What you will do: Rewrite the material as a numbered list, starting at the line containing "[locate] innermost point" and ending at the line containing "Target: wooden hedgehog cutout", both included, and leave out any blank lines.

---------- Records for processing

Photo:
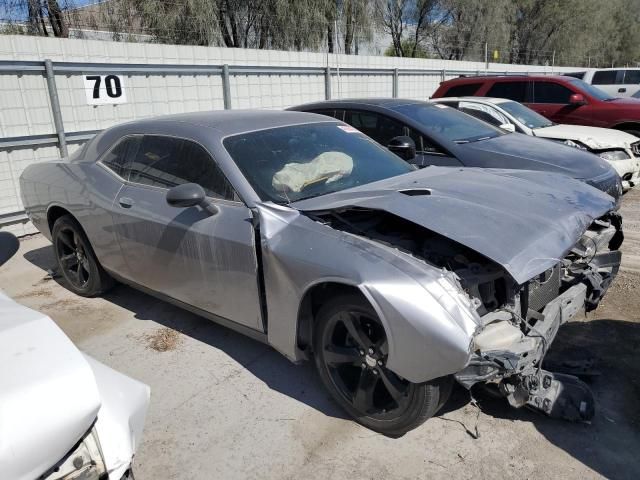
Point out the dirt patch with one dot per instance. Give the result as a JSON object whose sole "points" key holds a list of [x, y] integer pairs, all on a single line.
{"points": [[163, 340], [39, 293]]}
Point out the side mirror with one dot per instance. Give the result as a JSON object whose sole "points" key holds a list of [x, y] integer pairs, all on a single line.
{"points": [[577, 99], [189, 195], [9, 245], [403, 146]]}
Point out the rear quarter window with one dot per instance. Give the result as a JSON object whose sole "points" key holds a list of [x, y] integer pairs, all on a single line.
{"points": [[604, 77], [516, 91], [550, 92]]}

--------------------
---------- Records for processing

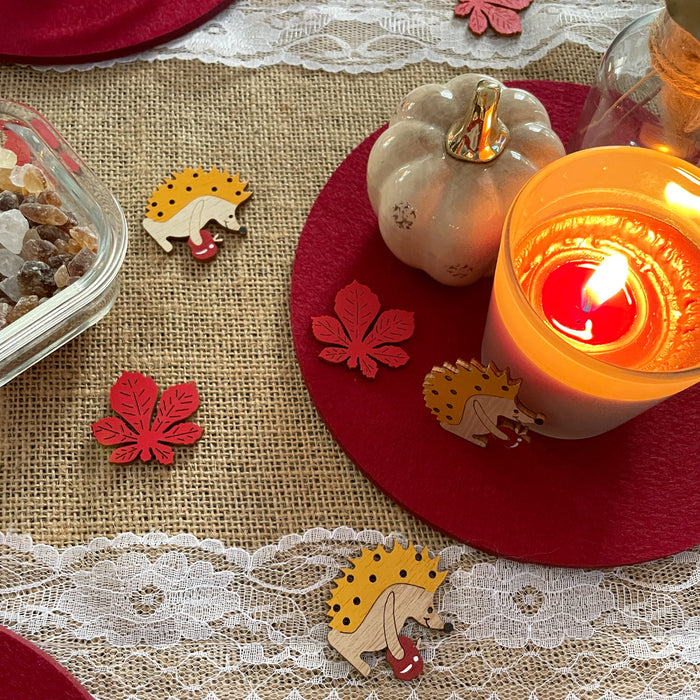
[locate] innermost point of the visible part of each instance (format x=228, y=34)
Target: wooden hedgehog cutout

--------------------

Written reply:
1. [locate] innermost point of the visible part of each instance (format x=228, y=34)
2. Target: wooden hedgehog cutout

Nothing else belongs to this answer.